**Problem to solve**
Please give the entries again in full and exactly, without any picture.

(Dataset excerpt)
= = =

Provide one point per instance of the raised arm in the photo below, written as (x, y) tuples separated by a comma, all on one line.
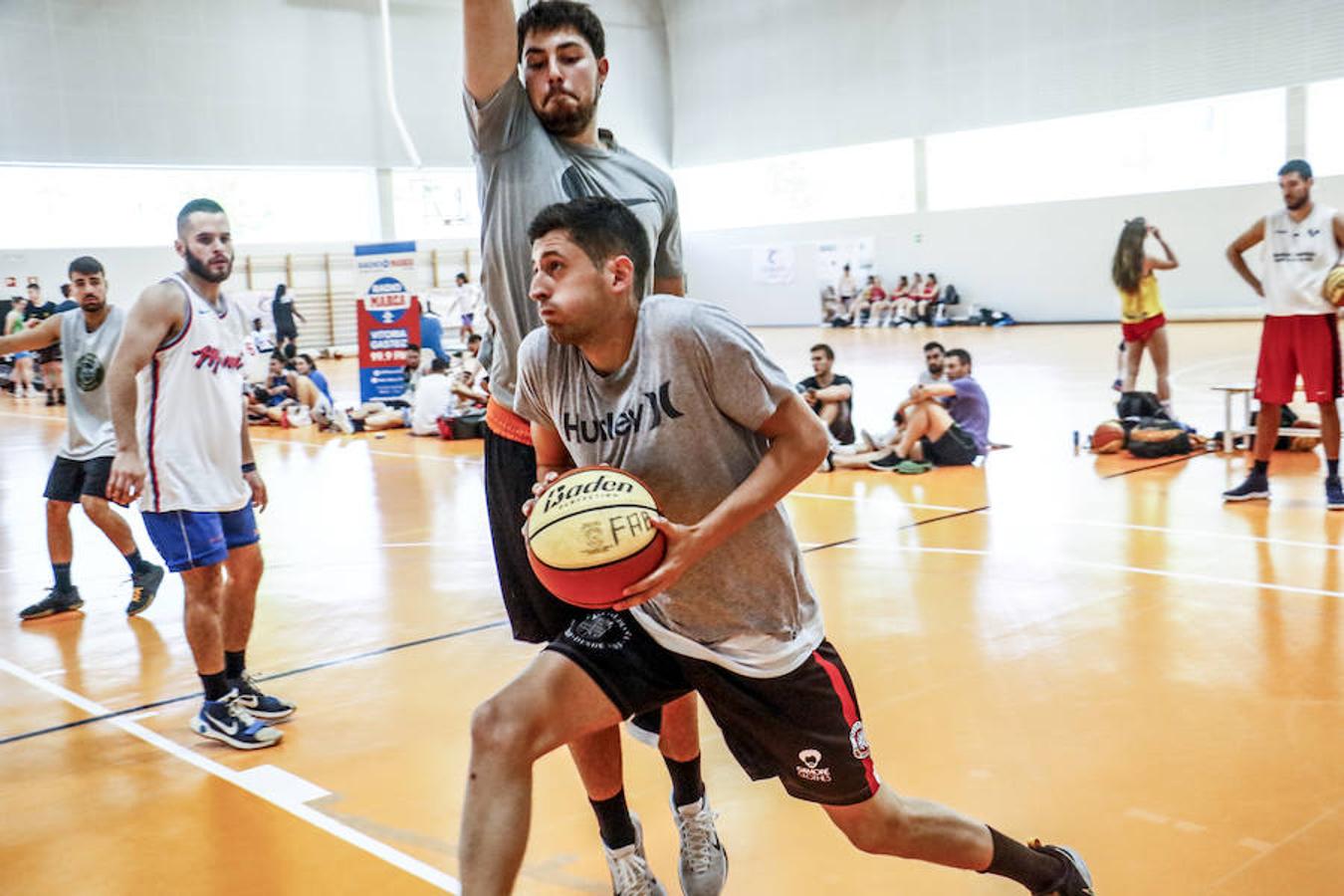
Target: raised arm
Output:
[(158, 315), (797, 443), (1252, 235), (490, 35), (27, 340)]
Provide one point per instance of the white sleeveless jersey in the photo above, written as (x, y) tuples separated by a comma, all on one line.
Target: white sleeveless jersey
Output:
[(89, 431), (1297, 256), (191, 411)]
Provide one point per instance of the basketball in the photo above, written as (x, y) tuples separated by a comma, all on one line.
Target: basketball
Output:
[(591, 535), (1333, 289), (1108, 438)]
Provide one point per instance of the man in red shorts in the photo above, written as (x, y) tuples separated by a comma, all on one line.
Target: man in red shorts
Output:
[(1302, 242)]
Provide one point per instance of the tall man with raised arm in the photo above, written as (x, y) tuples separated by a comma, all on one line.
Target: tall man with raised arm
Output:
[(537, 142), (187, 457)]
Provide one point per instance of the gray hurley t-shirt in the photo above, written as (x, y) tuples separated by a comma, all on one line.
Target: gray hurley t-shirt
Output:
[(682, 415), (522, 169)]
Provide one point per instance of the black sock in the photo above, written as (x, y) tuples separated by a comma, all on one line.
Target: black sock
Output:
[(613, 821), (134, 560), (235, 662), (687, 786), (1037, 872), (215, 685)]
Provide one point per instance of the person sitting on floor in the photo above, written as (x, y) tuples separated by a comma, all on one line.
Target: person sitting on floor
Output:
[(947, 423), (829, 395)]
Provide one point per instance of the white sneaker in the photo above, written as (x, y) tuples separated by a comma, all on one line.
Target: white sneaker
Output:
[(630, 872), (705, 861)]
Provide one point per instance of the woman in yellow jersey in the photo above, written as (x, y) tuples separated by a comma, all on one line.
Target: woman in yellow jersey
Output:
[(1141, 315)]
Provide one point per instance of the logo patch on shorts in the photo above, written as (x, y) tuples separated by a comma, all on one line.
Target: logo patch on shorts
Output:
[(809, 770), (859, 741), (599, 631)]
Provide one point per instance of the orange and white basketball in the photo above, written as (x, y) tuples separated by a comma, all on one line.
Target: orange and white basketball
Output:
[(590, 535)]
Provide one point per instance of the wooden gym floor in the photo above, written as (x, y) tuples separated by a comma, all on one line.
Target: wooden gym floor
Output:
[(1090, 650)]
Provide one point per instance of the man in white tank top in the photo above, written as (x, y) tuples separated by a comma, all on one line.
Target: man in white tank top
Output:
[(88, 338), (1302, 242), (176, 388)]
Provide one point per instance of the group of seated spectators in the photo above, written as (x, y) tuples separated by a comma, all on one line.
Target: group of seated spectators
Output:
[(910, 303), (436, 389), (943, 422)]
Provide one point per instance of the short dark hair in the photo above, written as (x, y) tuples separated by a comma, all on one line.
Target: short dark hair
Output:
[(85, 265), (207, 206), (1296, 166), (602, 227), (554, 15)]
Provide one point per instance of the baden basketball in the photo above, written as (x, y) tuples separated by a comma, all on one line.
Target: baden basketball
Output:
[(590, 535), (1333, 289)]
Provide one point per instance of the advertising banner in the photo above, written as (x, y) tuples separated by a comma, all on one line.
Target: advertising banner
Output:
[(387, 288)]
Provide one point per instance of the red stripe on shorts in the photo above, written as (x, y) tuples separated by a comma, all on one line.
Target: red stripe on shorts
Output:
[(849, 707)]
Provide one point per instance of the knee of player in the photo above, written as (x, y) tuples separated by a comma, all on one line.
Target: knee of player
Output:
[(503, 731)]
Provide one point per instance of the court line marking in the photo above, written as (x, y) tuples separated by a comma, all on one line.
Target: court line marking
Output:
[(1097, 564), (168, 702), (242, 781)]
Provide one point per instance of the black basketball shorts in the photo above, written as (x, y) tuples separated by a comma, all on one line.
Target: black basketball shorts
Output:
[(802, 727)]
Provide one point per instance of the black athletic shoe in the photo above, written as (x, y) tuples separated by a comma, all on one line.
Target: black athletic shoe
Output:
[(1077, 877), (144, 585), (887, 462), (53, 603), (262, 706), (1255, 487)]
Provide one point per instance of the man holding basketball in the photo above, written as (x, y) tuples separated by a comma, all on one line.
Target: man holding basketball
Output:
[(1300, 337), (537, 142), (729, 611)]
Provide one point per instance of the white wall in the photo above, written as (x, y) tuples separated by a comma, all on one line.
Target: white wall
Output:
[(268, 82), (1044, 262), (757, 78)]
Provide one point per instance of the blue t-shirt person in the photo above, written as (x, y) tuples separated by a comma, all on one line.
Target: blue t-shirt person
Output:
[(971, 410)]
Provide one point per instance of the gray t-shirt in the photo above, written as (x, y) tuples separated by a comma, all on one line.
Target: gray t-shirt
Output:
[(682, 415), (522, 169), (89, 430)]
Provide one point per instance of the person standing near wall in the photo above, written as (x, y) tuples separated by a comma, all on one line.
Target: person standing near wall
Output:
[(1141, 318)]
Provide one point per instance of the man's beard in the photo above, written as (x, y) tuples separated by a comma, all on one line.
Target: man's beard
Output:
[(564, 121), (202, 270)]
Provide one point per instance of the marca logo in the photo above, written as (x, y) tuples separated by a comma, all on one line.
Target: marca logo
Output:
[(809, 770), (651, 410), (208, 356)]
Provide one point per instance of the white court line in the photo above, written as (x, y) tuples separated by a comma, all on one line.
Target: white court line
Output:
[(1108, 524), (242, 781), (1094, 564)]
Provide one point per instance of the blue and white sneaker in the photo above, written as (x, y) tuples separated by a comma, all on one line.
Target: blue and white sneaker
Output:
[(230, 722), (703, 860), (1333, 493), (260, 704)]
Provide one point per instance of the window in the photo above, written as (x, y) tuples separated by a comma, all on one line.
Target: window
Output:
[(436, 203), (85, 207), (852, 181), (1325, 127), (1183, 145)]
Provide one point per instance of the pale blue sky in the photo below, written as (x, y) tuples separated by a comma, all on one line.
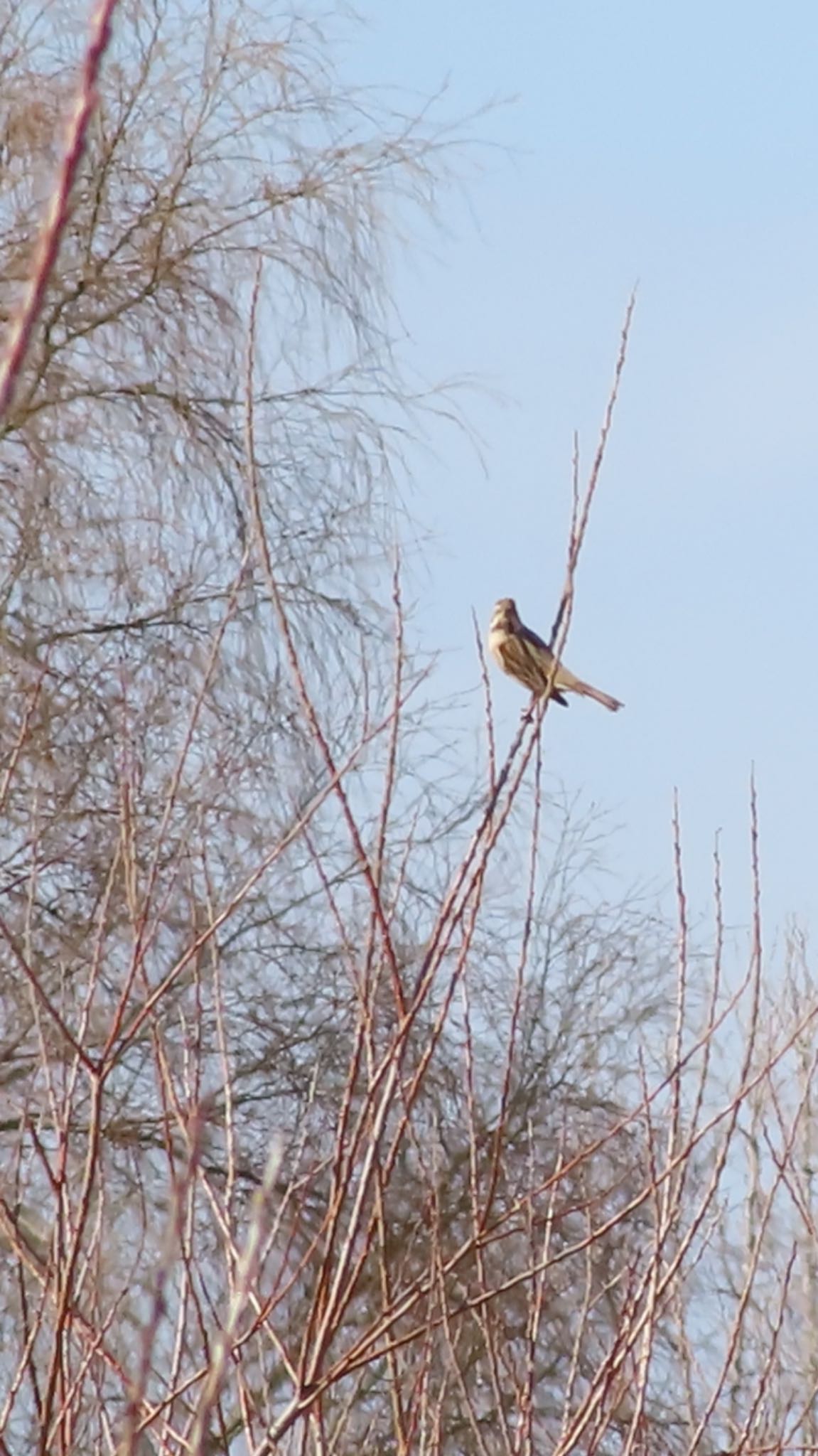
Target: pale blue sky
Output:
[(676, 144)]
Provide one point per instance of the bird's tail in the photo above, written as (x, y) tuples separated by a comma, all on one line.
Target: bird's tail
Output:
[(612, 704)]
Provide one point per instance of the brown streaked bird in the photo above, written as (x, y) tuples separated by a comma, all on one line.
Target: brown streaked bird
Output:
[(526, 657)]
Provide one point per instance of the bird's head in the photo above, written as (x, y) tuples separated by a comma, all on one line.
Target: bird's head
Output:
[(505, 616)]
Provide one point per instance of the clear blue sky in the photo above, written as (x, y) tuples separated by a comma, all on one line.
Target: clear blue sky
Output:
[(676, 144)]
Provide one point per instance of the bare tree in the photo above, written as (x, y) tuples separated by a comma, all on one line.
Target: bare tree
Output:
[(332, 1117)]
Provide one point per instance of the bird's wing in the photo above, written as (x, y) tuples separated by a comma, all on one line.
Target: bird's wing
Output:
[(536, 641)]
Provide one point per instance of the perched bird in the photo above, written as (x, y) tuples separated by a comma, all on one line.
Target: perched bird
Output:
[(526, 657)]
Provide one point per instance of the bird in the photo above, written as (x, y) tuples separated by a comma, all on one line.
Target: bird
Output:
[(524, 655)]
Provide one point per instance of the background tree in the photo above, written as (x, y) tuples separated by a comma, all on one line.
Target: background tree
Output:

= = =

**Exercise solution**
Provide one point per instance of the raised arm in the photo below, written as (x, y) tuples separated by a comma, all on one line.
Target: raised arm
Output:
[(158, 315), (797, 443), (1252, 235), (490, 35), (27, 340)]
Provide one point per instance of the white sleeveless jersey in the photo above, written as (x, y) tuples separated by a comma, all on one line.
Target: white sleeveless jersey
Output:
[(89, 431), (1297, 256), (191, 411)]
Provide one point per instance of the basketball in the photo above, written as (x, y) tuples separated by a comma, all on one line.
Target: basketball
Output:
[(591, 535), (1333, 289), (1108, 438)]
Provide one point per instance of the man in red shorts in the photo above, written as (x, y) tuples separated by a comma, all on one line.
Target: man in red shorts
Output:
[(1302, 242)]
Provide one point per instance of the tall man with raised arm in the photo above, written as (x, y) tuples separated by a comma, all on one line.
Target: tall man with raised arm
Output:
[(537, 142), (187, 457)]
Provide one point per instance of the gray hurley t-shirt in the photo above, written as (x, y) tuples separated by a comma, all on one line.
Target: gray hurley t-shirt
Output:
[(682, 415), (522, 169)]
Provide one point per instance of the black sock in the photo above, written as (x, y) tuples separated by a comma, all on one line.
Target: black sock
Output:
[(613, 821), (134, 560), (235, 662), (687, 786), (1037, 872), (215, 685)]
Provide one point per instance of the person sitting on floor in the photo above, written as (x, y) tuples separated by a comma, all on one line.
Target: person sitting on floor
Output:
[(947, 423), (829, 395)]
Provide one point per instance of the white sneaker in the photo above, written as (x, y) tuples separated by a comma, all on one line.
Target: white sneaker
Output:
[(630, 872), (705, 861)]
Provide one point per instance of the woman in yellow jersey in the photo above, written as (x, y) tuples separated by a comma, all on one line.
Target: woman in yellow jersey
Output:
[(1141, 315)]
Provide one point per instance of the logo patch on shorts in the photo above, written as (x, y) tuples separated by a comma, all on one line.
Target: logo patch on shorts
Output:
[(809, 770), (859, 741), (599, 631)]
Provide one point per instance of the orange and white basketball in the photo above, written as (x, y) tuples separated by a comma, all on one line.
Target: orange and white basketball
Output:
[(590, 535)]
Provide one point per instance of the wooden gym floor in the photo above, written as (x, y) tuples separated by a comma, all on one line.
Target: wooden gym floor
Output:
[(1090, 650)]
Provide one point per instance of the man in white tank top in the photo above, written as (x, y) tuples separated by a comma, all on one line.
Target: man in white tank top
Output:
[(88, 338), (1302, 242), (176, 388)]
Provide one point per instance of the group of seated spectators in the photo above, written as (x, y) tuples separated by a comma, all on one line.
Target: group of seated spectators
Output:
[(910, 303), (436, 389), (943, 422)]
Provide one point per instance of the short dark hair in the photo above, written as (x, y) tuples separated by a comma, all on one line.
Target: short dark hair
Output:
[(85, 265), (207, 206), (1296, 166), (602, 227), (554, 15)]
Provide one point per instance of the baden basketball in the photo above, written as (x, y) tuples separated by a comma, all on one line.
Target: baden basketball
Output:
[(590, 535), (1333, 289)]
Provide one point per instance of the advertising banner in the photo above, written as (x, y) tuples separated by a comma, all on one line.
Target: advertising banner
Output:
[(387, 288)]
Provide one point per instance of the red stripe on shorts in the photo above, written as (x, y) tuples separated by a comma, all on one line.
Target: red stripe on shorts
Output:
[(849, 707)]
Provide one point per instance of the knee of player in the photo above, written as (x, y) tuples separated by a comma, all on one line.
Target: knee of player
Output:
[(503, 731)]
Provide one point per instance of the court line marking in the photo above, written as (x, y) tuples separated by a comma, all on one line.
Target: court line marking
Output:
[(1097, 564), (168, 702), (242, 781)]
Provide one point per instance of the black basketball shorts in the photo above, written as (x, y) tuples separated by a comma, all on one line.
Target: black basketball shorts
Output:
[(802, 727)]
Provide one point per instance of the black athletic shoe in the photo above, written as (x, y) tuples separated by a comma, all on one line.
Target: black athletic shoe
Output:
[(1077, 877), (144, 585), (887, 462), (53, 603), (262, 706), (1255, 487)]
Provide one point per instance of the man holding basketball in the photo above, written as (x, y) tuples separated by a comma, all on one line.
Target: man holding basketball
Output:
[(1300, 337), (537, 142), (729, 611)]
Provide one point per instance of the white wall in the photo above, written as (x, y) tuples separated by a comma, all on one line.
Target: white wall
Output:
[(268, 82), (1044, 262), (757, 78)]
Provide one point per instance of the blue t-shirt person in the photo above, written as (x, y) tuples separated by a comma, all on one line.
Target: blue t-shirt person
Output:
[(971, 410)]
Provide one point per instance of the gray t-shirt in the photo above, written as (x, y) tuples separated by a comma, all on one line.
Target: gray t-shirt
Output:
[(682, 415), (522, 169), (89, 430)]
Provide one point per instance of the person standing near wall in the photo above, written as (x, y) tuples separated by a comma, all on one line.
Target: person standing near wall
Output:
[(1141, 318)]
Provide one point per instance of the man's beard in the photo above, written as (x, y) tuples separated by a comma, all on one line.
Target: man's beard
Output:
[(564, 121), (202, 270)]
Provide one point per instance of the marca logo in the photo above, written as (x, y) tuples separated by a comma, all on one line.
Target: marca logo
Output:
[(809, 770), (651, 410), (208, 356)]
Provide one point per instance of the white court line in the photo above, written as (x, y) tuples separated by a comma, all on one line.
Target: white court line
Output:
[(1108, 524), (242, 781), (1094, 564)]
Provide one point per instance of the blue and white sneaker in the photo above, written as (x, y) tuples separated by a comma, all on one line.
Target: blue and white sneaker
Output:
[(230, 722), (703, 860), (1333, 493), (260, 704)]
Provide one point per instance of the window in the photo above, written as (x, y) tuples separated by a comma, all on one line.
Target: window
Output:
[(436, 203), (85, 207), (852, 181), (1325, 127), (1183, 145)]
Provide one point per instance of the pale blue sky in the photo below, written as (x, y) tuples separated by a comma, all on one line.
Target: pale blue sky
Output:
[(676, 144)]
Provide one point per instance of the bird's tail in the photo above, written as (x, y) tuples separated by a comma, all on one line.
Target: bird's tail
Output:
[(612, 704)]
Provide one point per instance of the brown streaked bird in the photo above, written as (x, y) tuples separated by a comma, all on one line.
Target: brown streaked bird
Output:
[(526, 657)]
Provide one point per instance of the bird's head in the photo above, written as (x, y) tuples separated by a comma, all on one line.
Target: bird's head
Output:
[(505, 616)]
Provide one point per instance of the clear blue sky in the photo above, written as (x, y) tuples separated by a comma, all on one line.
Target: clear blue sky
Output:
[(676, 144)]
Provide one point per instance of the bare tree in the photo above, written as (x, y) tuples separated by a comma, all on one line.
Target: bare tree
Output:
[(332, 1117)]
Provide one point per instance of the bird's wing in the photo above, written as (x, y) tuples separated by a comma, all on one line.
Target: bird's wing
Output:
[(536, 641)]
Provide one point per instance of the perched bird in the photo above, written as (x, y) tuples separated by a comma, all on one line.
Target: perched bird
Output:
[(526, 657)]
Provide one point per instance of the bird in the photo above, written as (x, y) tuples separated by a comma, all on one line.
Target: bird
Output:
[(524, 655)]
Provide one point per instance of the background tree in the photo above, written as (x, y) tuples separated by a comma, all on one line.
Target: background tree
Output:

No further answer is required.